▶ _Collected data entries_:
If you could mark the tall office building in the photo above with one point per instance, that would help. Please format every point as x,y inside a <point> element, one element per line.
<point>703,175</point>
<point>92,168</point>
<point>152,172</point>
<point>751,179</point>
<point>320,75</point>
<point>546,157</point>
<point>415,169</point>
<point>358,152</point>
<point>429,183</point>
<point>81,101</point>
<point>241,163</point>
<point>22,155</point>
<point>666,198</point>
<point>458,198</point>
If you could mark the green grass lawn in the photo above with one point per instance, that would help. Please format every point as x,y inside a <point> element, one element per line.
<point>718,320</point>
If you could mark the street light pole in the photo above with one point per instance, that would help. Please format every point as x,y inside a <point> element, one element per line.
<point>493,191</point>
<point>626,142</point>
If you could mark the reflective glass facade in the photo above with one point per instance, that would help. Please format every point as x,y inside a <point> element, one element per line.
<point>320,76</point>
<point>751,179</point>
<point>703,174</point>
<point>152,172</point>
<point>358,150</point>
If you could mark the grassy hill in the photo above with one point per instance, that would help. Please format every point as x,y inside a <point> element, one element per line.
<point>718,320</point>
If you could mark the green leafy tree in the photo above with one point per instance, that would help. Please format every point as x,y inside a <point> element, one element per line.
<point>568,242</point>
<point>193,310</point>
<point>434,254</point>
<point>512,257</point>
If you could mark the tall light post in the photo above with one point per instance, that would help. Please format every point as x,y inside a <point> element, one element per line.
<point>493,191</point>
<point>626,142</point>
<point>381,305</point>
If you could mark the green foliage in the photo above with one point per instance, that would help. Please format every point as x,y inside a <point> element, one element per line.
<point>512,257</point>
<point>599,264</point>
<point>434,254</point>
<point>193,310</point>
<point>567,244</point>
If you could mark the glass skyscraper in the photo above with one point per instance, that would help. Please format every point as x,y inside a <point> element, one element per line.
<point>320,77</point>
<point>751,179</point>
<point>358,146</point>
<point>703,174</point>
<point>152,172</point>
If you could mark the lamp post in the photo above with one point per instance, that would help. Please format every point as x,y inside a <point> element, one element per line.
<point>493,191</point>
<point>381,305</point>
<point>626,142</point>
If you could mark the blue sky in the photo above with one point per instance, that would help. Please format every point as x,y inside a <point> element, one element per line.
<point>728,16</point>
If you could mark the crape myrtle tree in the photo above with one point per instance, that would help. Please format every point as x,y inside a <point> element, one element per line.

▶ _Problem statement_: Reproduce all the records precisely.

▶ _Result for this task_:
If you could mark the tall office building in the photo above with one point per instance, that would help. Please format every point as x,y inside a <point> element, one element per line.
<point>703,175</point>
<point>92,168</point>
<point>152,172</point>
<point>751,179</point>
<point>320,75</point>
<point>546,157</point>
<point>415,169</point>
<point>358,152</point>
<point>429,183</point>
<point>81,101</point>
<point>241,163</point>
<point>22,155</point>
<point>666,198</point>
<point>458,198</point>
If you could mark the green grass lawn in the photo above with one point per instance, that would help. Please format every point as x,y inside a <point> element, one element per line.
<point>718,320</point>
If you could mark the street light pole in the photo above with one point per instance, that would help. Please format every point as x,y inside a <point> element, one element per line.
<point>493,191</point>
<point>626,142</point>
If you could mark the reflective glass facade in the photo above with one point per instance, that would help. Please format every point as x,y inside a <point> element, one element per line.
<point>320,76</point>
<point>751,179</point>
<point>703,174</point>
<point>152,172</point>
<point>358,150</point>
If you could mark the grassy hill in the photo above with one point per instance, that would help. Please format every point as x,y inside a <point> element, one element per line.
<point>718,320</point>
If you could mark the green leafy tree in the photo above with one point per instance, that would help. Please format every point as x,y inside a <point> element, one element per line.
<point>568,242</point>
<point>193,310</point>
<point>434,254</point>
<point>512,257</point>
If you could mark the tall light post in the photo above with one point per instance, that would help. Please format every point as x,y inside a <point> element, one element per line.
<point>493,191</point>
<point>626,142</point>
<point>381,305</point>
If you could mark the green foliage in the photo above with one point per instance, that would help. Please format every point as x,y inside a <point> element, one element per line.
<point>512,257</point>
<point>599,264</point>
<point>434,254</point>
<point>193,310</point>
<point>567,244</point>
If you could mark the glass skyscraper in the photo above with one point per instance, that would help. Please format every point as x,y inside a <point> element, one element per line.
<point>320,77</point>
<point>751,179</point>
<point>358,146</point>
<point>703,174</point>
<point>152,172</point>
If you could mark the lamp post in the photo above with one point per instance, that would help. Please format every point as x,y inside a <point> element, one element per line.
<point>493,191</point>
<point>381,305</point>
<point>626,142</point>
If you could mark the blue sky in the photo above with one point per instance, that would help. Please format every point as x,y inside a <point> element, one element per line.
<point>728,16</point>
If you could mark the crape myrtle tree in the photo above with one point per instance, that would help. Please format every point as x,y inside a <point> element, one element per line.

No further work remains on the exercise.